目標: 下の行の先頭から「[[[5,390],[0,387],[0,399],[7,398],[7,386],[5,387]]]」を含む行までの範囲（両端を含む）を、空行を除いて1行につき1つの文字列とするJSONリストに整形してもらえますか。画像は回答に含めないでください。

(セグメンテーションのラベル付けエントリ)

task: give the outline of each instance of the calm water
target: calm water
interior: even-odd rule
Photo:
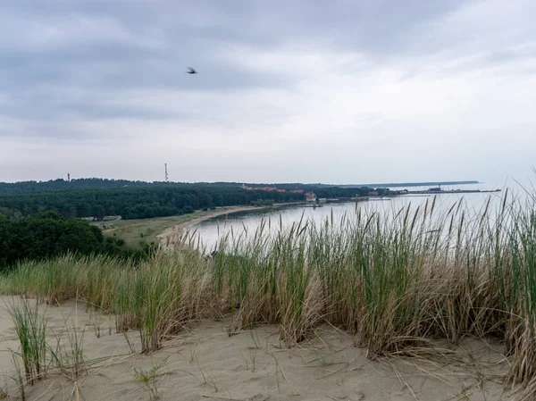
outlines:
[[[490,186],[465,186],[465,187],[445,187],[444,189],[489,189]],[[492,188],[493,189],[497,187]],[[400,189],[400,188],[398,188]],[[425,188],[407,189],[425,189]],[[482,193],[482,194],[444,194],[437,196],[436,210],[438,212],[447,211],[453,205],[463,202],[465,210],[468,215],[474,216],[482,214],[488,199],[490,199],[490,206],[491,215],[498,210],[502,203],[503,192]],[[383,200],[371,200],[368,202],[360,202],[357,207],[364,212],[377,212],[386,215],[392,215],[393,212],[398,212],[402,208],[410,205],[412,210],[417,206],[423,206],[428,201],[431,204],[433,196],[404,196],[394,198],[385,198]],[[264,211],[250,211],[244,213],[231,213],[229,215],[219,216],[214,219],[200,221],[191,226],[190,232],[194,230],[198,234],[203,245],[208,250],[214,248],[218,239],[226,235],[231,230],[234,234],[244,233],[253,234],[264,220],[272,230],[278,230],[280,224],[283,228],[289,227],[293,222],[299,221],[300,219],[307,220],[310,223],[320,224],[325,219],[331,219],[331,215],[335,221],[340,221],[343,215],[355,216],[356,205],[355,202],[342,204],[324,204],[323,207],[312,208],[303,206],[285,206]],[[434,213],[440,215],[440,213]]]

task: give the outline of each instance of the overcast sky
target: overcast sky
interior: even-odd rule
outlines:
[[[0,181],[523,180],[535,21],[534,0],[2,0]]]

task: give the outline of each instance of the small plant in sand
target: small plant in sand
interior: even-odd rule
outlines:
[[[24,388],[24,377],[22,374],[22,371],[21,369],[21,363],[19,361],[19,357],[15,355],[12,355],[12,361],[13,363],[13,366],[15,367],[15,376],[12,376],[11,379],[17,384],[19,388],[19,397],[22,401],[26,401],[26,390]]]
[[[66,376],[76,380],[86,370],[84,360],[84,330],[79,332],[76,324],[64,320],[64,329],[56,336],[55,350],[51,349],[52,360]]]
[[[168,359],[169,357],[163,359],[148,370],[134,368],[132,376],[138,384],[147,392],[150,401],[155,401],[160,397],[158,383],[167,374],[163,371],[167,367]]]
[[[46,321],[39,313],[39,305],[35,301],[21,299],[8,305],[21,347],[13,351],[22,359],[26,381],[33,385],[40,380],[48,368],[46,345]],[[15,358],[14,358],[15,359]]]
[[[5,390],[0,387],[0,399],[7,398],[7,386],[5,387]]]

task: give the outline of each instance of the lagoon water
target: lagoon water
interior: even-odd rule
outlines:
[[[459,187],[445,187],[445,190],[451,189],[495,189],[484,185],[467,185]],[[402,188],[393,188],[402,189]],[[426,188],[408,188],[408,190],[423,190]],[[483,209],[489,202],[489,215],[494,216],[502,205],[502,199],[505,192],[493,193],[473,193],[473,194],[440,194],[436,196],[436,205],[434,215],[440,216],[442,212],[447,212],[454,205],[462,203],[462,207],[465,211],[468,219],[477,218],[482,215]],[[365,202],[324,204],[322,207],[304,207],[303,205],[290,205],[278,208],[255,210],[222,215],[210,220],[199,221],[192,225],[190,232],[196,233],[202,245],[207,250],[213,249],[218,243],[219,238],[231,232],[235,235],[244,235],[247,232],[252,235],[259,228],[262,221],[265,221],[265,228],[268,226],[272,231],[278,230],[281,226],[289,227],[292,223],[299,221],[301,219],[307,221],[310,224],[320,224],[326,219],[333,219],[335,222],[346,217],[356,215],[357,208],[363,213],[375,212],[386,216],[393,215],[401,209],[410,207],[415,211],[417,207],[421,210],[425,203],[429,205],[434,199],[434,196],[401,196],[393,198],[383,198],[378,200],[370,200]],[[444,214],[444,213],[443,213]]]

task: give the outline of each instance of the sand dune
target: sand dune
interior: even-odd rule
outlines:
[[[0,298],[0,372],[5,378],[14,375],[9,349],[19,344],[6,311],[11,302],[9,297]],[[83,302],[42,306],[42,311],[51,343],[65,322],[83,333],[88,369],[77,380],[51,371],[43,381],[26,386],[29,400],[148,400],[133,372],[155,365],[161,366],[155,387],[162,400],[509,399],[498,380],[507,372],[504,358],[482,341],[466,340],[456,350],[446,347],[443,356],[431,352],[428,362],[402,356],[371,361],[350,336],[331,327],[289,349],[280,343],[275,326],[230,337],[227,322],[201,322],[144,355],[132,353],[125,336],[115,332],[112,317],[87,313]],[[138,334],[130,332],[128,338],[138,351]],[[5,382],[9,396],[17,396],[11,379],[0,378],[0,388]]]

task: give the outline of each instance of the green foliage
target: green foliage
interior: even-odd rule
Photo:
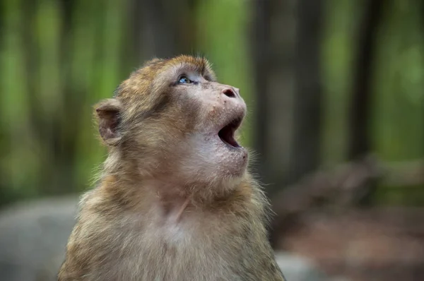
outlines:
[[[64,8],[65,2],[70,4]],[[135,54],[126,52],[134,45],[130,2],[0,0],[0,204],[90,185],[105,153],[93,126],[92,105],[110,97],[138,66]],[[252,79],[252,1],[196,2],[195,52],[213,62],[223,83],[241,89],[250,112],[242,142],[250,146],[252,112],[255,97],[260,97],[252,89],[261,83]],[[370,129],[383,160],[416,159],[424,155],[424,20],[413,5],[416,1],[387,3],[378,38]],[[324,165],[346,158],[363,4],[326,1]],[[412,202],[393,191],[377,193],[384,202]]]

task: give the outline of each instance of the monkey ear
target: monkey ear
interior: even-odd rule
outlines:
[[[116,146],[121,140],[121,103],[116,99],[102,100],[95,106],[100,136],[109,145]]]

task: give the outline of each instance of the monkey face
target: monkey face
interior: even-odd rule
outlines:
[[[238,89],[216,80],[203,58],[151,61],[97,113],[103,140],[135,159],[146,174],[222,185],[245,172],[247,151],[235,134],[246,104]]]
[[[189,125],[179,146],[185,155],[180,172],[208,181],[240,177],[246,169],[247,152],[235,134],[246,114],[245,101],[238,89],[189,66],[175,71],[177,83],[172,90]]]

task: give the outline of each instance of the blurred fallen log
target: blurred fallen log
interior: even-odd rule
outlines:
[[[295,227],[298,216],[314,208],[323,205],[340,208],[356,205],[375,182],[390,187],[424,184],[424,160],[388,162],[370,155],[304,177],[271,198],[276,215],[271,241],[273,244],[274,236]]]

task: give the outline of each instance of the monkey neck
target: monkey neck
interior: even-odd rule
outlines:
[[[255,181],[248,172],[239,180],[225,180],[220,184],[184,184],[184,179],[158,173],[141,171],[136,162],[119,154],[110,154],[100,186],[108,191],[106,193],[110,200],[122,203],[125,208],[159,207],[165,216],[177,220],[187,209],[225,209],[235,200],[249,201],[252,193],[257,193],[254,184],[252,186]],[[259,191],[259,188],[256,189]]]

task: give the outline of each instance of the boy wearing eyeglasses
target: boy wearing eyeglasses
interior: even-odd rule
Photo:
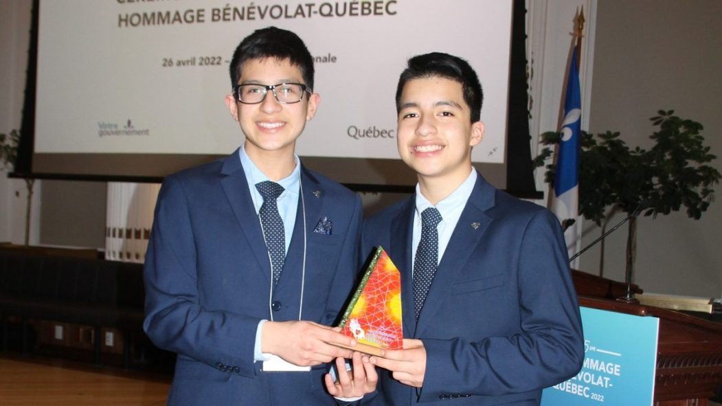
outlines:
[[[178,353],[169,405],[335,404],[329,393],[375,387],[367,357],[330,344],[355,345],[329,326],[354,287],[361,202],[295,153],[320,102],[313,74],[293,33],[246,37],[225,98],[243,144],[163,182],[144,328]],[[352,358],[355,373],[334,382],[324,375],[337,358]]]

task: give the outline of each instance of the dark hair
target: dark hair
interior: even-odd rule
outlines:
[[[301,70],[305,85],[313,88],[313,58],[306,45],[295,33],[276,27],[256,30],[240,41],[230,61],[231,86],[238,84],[244,62],[264,58],[290,60]]]
[[[464,101],[466,102],[471,112],[471,122],[481,119],[482,103],[484,92],[479,82],[477,73],[465,60],[448,53],[432,52],[417,55],[409,59],[406,68],[399,77],[396,87],[396,113],[401,101],[404,86],[413,79],[443,77],[461,84]]]

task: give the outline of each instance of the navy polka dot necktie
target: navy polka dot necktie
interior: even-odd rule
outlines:
[[[283,263],[286,259],[286,233],[281,215],[278,213],[276,199],[283,193],[284,189],[271,181],[256,183],[256,189],[258,189],[261,196],[264,197],[264,204],[261,205],[258,216],[264,230],[266,248],[271,256],[274,282],[278,283],[281,269],[283,269]]]
[[[436,226],[441,220],[441,214],[435,207],[421,212],[421,241],[414,259],[414,308],[417,320],[436,275],[439,258],[439,232]]]

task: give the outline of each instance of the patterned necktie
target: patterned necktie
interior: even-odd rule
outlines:
[[[286,259],[286,233],[281,215],[278,214],[276,199],[283,193],[284,189],[271,181],[256,183],[256,189],[258,189],[261,196],[264,197],[264,204],[261,205],[258,216],[261,217],[266,248],[271,256],[274,282],[278,283],[281,269],[283,269],[283,263]]]
[[[421,241],[414,259],[414,308],[417,320],[436,274],[439,258],[439,232],[436,226],[441,220],[441,214],[435,207],[421,212]]]

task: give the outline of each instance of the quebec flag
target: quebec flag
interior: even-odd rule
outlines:
[[[581,93],[579,90],[578,48],[574,48],[569,66],[567,94],[564,102],[562,139],[557,155],[552,208],[565,227],[564,238],[570,256],[576,251],[579,213],[579,138],[581,134]],[[570,221],[573,220],[573,221]],[[571,225],[567,226],[569,223]]]

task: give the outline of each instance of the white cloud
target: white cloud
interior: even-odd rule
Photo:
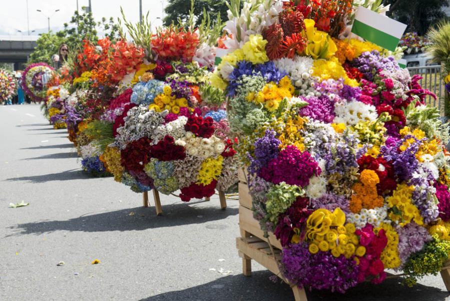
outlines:
[[[78,0],[79,9],[88,6],[88,0]],[[102,17],[114,20],[120,17],[120,6],[124,9],[126,19],[136,23],[139,19],[138,0],[91,0],[92,12],[96,21]],[[164,0],[164,5],[167,0]],[[142,0],[142,14],[145,16],[150,11],[149,19],[156,26],[162,24],[162,7],[160,0]],[[26,0],[0,0],[0,32],[10,35],[27,34]],[[42,13],[36,11],[40,10]],[[56,10],[59,12],[55,13]],[[50,27],[61,29],[65,23],[68,23],[76,10],[76,0],[28,0],[28,20],[30,31],[36,29],[46,29],[48,19],[46,16],[51,16]],[[34,34],[34,33],[32,34]]]

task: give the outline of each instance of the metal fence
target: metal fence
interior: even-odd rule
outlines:
[[[432,107],[436,107],[440,112],[441,116],[444,116],[444,93],[445,87],[444,83],[444,78],[441,73],[440,66],[438,65],[427,66],[419,67],[408,67],[410,74],[412,76],[414,74],[418,74],[423,78],[419,82],[424,89],[426,89],[434,93],[437,97],[436,100],[431,96],[427,96],[426,102],[427,105]]]

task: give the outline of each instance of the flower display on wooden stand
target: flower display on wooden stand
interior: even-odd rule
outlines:
[[[450,156],[448,126],[424,105],[436,96],[392,51],[350,34],[352,1],[238,4],[212,81],[229,97],[246,166],[244,273],[256,260],[300,300],[304,287],[381,283],[387,269],[408,284],[440,271],[450,251]]]

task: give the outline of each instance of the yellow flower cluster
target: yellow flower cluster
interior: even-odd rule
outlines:
[[[440,220],[437,224],[430,226],[428,231],[432,235],[436,234],[440,239],[450,240],[450,223]]]
[[[304,20],[304,35],[308,39],[304,54],[314,60],[329,59],[336,52],[338,48],[328,34],[317,30],[315,24],[316,22],[312,19]]]
[[[156,112],[162,112],[168,110],[174,114],[180,113],[180,108],[188,107],[188,100],[184,97],[176,98],[174,95],[171,96],[172,88],[170,86],[166,86],[164,92],[154,98],[154,103],[148,106],[149,110],[154,110]]]
[[[360,176],[360,183],[356,183],[352,189],[354,194],[350,199],[350,210],[357,213],[362,208],[373,209],[383,205],[384,199],[378,195],[376,184],[380,178],[373,170],[364,169]]]
[[[222,172],[224,157],[219,155],[216,159],[208,158],[202,163],[202,167],[197,176],[197,184],[208,185],[212,180],[217,180]]]
[[[384,229],[388,237],[388,244],[380,256],[380,259],[386,268],[396,268],[402,264],[402,261],[398,256],[398,234],[396,229],[392,225],[385,223],[382,223],[380,226],[376,228],[374,233],[378,234],[382,229]]]
[[[344,255],[348,258],[355,254],[364,256],[366,248],[358,245],[354,225],[348,223],[344,226],[344,221],[345,213],[339,208],[333,213],[326,209],[312,212],[306,221],[310,252],[316,254],[319,250],[330,251],[334,257]],[[298,237],[294,235],[292,242],[298,243]]]
[[[50,109],[48,109],[48,116],[51,117],[52,116],[60,114],[60,112],[61,111],[59,109],[56,109],[56,108],[50,108]]]
[[[400,134],[402,136],[405,136],[407,135],[412,135],[418,139],[422,139],[426,137],[425,132],[418,129],[415,129],[412,131],[409,127],[406,126],[400,130]],[[414,138],[410,138],[406,140],[402,146],[400,146],[400,150],[404,151],[412,144],[415,141]],[[442,150],[439,146],[439,141],[436,139],[432,140],[426,140],[422,142],[420,147],[416,154],[416,158],[420,162],[425,161],[426,157],[431,156],[434,157],[434,155],[440,152]],[[426,156],[428,155],[429,156]]]
[[[389,208],[393,209],[389,213],[389,218],[393,221],[398,221],[402,227],[412,220],[419,225],[424,224],[420,211],[411,202],[414,190],[414,186],[400,184],[392,196],[386,198]]]
[[[132,80],[131,83],[136,85],[138,82],[140,81],[141,77],[143,76],[146,72],[152,70],[156,68],[156,64],[141,64],[139,65],[139,70],[136,71],[133,79]]]
[[[60,97],[60,88],[49,89],[47,90],[47,96],[53,96],[55,98]]]
[[[248,41],[242,47],[245,60],[252,64],[262,64],[268,61],[266,53],[267,41],[261,35],[250,35]]]
[[[120,182],[124,169],[120,165],[120,150],[116,147],[107,146],[104,149],[104,152],[103,153],[102,156],[108,166],[110,172],[114,175],[114,180],[116,182]]]
[[[296,116],[294,119],[289,116],[285,121],[286,126],[281,131],[276,131],[280,133],[278,139],[281,141],[280,147],[285,148],[288,145],[296,146],[301,152],[304,151],[304,144],[303,144],[304,138],[300,135],[300,131],[303,129],[303,126],[308,121],[306,118]]]
[[[320,78],[321,81],[330,79],[338,80],[342,78],[344,83],[352,87],[358,87],[358,82],[350,79],[338,58],[333,57],[329,60],[314,60],[312,65],[312,75]]]
[[[338,51],[334,54],[334,56],[338,58],[339,62],[344,64],[346,61],[352,61],[355,58],[358,58],[364,52],[370,52],[372,50],[378,50],[382,52],[382,49],[370,42],[362,42],[359,40],[352,39],[348,41],[348,40],[338,40],[334,39],[336,43]]]
[[[92,73],[90,73],[90,71],[84,71],[82,73],[81,76],[80,77],[77,77],[74,79],[74,84],[76,84],[78,83],[84,83],[84,82],[87,82],[90,79],[90,77],[92,76]]]
[[[363,52],[366,51],[370,52],[372,50],[376,50],[378,52],[382,52],[382,49],[381,47],[368,41],[362,42],[356,39],[352,39],[350,40],[349,44],[353,48],[355,58],[358,58]]]
[[[338,134],[342,134],[346,130],[345,123],[332,123],[332,126],[334,129],[334,131]]]
[[[250,92],[246,99],[248,101],[264,104],[269,111],[274,112],[278,109],[280,103],[285,97],[292,97],[294,90],[289,77],[286,76],[280,81],[278,85],[270,82],[258,93]]]

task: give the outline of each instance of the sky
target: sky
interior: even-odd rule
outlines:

実行結果:
[
  "task: give the outline of each instance of the calm water",
  "target: calm water",
  "interior: even-odd rule",
  "Photo:",
  "outlines:",
  "[[[490,186],[465,186],[465,187],[445,187],[444,189],[489,189]],[[492,188],[493,189],[497,187]],[[400,189],[400,188],[398,188]],[[425,188],[407,189],[425,189]],[[482,193],[482,194],[444,194],[437,196],[436,210],[438,212],[447,211],[453,205],[463,202],[465,210],[468,215],[474,216],[482,214],[488,199],[490,199],[490,206],[491,215],[498,210],[502,203],[503,192]],[[383,200],[371,200],[368,202],[360,202],[357,207],[364,212],[377,212],[386,215],[392,215],[393,212],[398,212],[402,208],[410,205],[412,210],[417,206],[423,206],[428,201],[431,204],[433,196],[404,196],[394,198],[385,198]],[[264,211],[250,211],[244,213],[231,213],[229,215],[219,216],[214,219],[200,221],[191,226],[190,232],[194,230],[198,234],[203,245],[208,250],[214,248],[218,239],[226,235],[231,230],[234,234],[244,233],[253,234],[264,220],[272,230],[278,230],[280,224],[283,228],[289,227],[293,222],[299,221],[300,219],[307,220],[310,223],[320,224],[325,219],[331,219],[331,215],[335,221],[340,221],[343,215],[355,216],[356,205],[355,202],[342,204],[324,204],[323,207],[312,208],[303,206],[285,206]],[[434,213],[440,215],[440,213]]]",
  "task: give the outline of each instance of the overcast sky",
  "target: overcast sky",
  "interior: even-odd rule",
  "outlines:",
  "[[[0,181],[523,180],[535,21],[534,0],[2,0]]]",
  "task: give the outline of each instance of the small plant in sand",
  "target: small plant in sand",
  "interior: even-odd rule",
  "outlines:",
  "[[[24,388],[24,377],[22,374],[22,371],[21,369],[21,363],[19,361],[19,357],[15,355],[12,355],[12,361],[13,363],[13,366],[15,367],[15,376],[12,376],[11,379],[17,384],[19,388],[19,397],[22,401],[26,401],[26,390]]]",
  "[[[66,376],[76,380],[86,370],[84,360],[84,330],[79,332],[76,324],[64,320],[64,329],[56,336],[55,350],[51,349],[52,360]]]",
  "[[[168,359],[169,357],[163,359],[148,370],[134,368],[132,376],[138,384],[147,392],[150,401],[155,401],[160,397],[158,383],[167,374],[163,371],[167,367]]]",
  "[[[46,321],[39,313],[39,305],[35,301],[21,299],[8,305],[21,347],[13,351],[22,359],[26,381],[33,385],[40,380],[48,368],[46,345]],[[15,358],[14,358],[15,359]]]",
  "[[[5,390],[0,387],[0,399],[7,398],[7,386],[5,387]]]"
]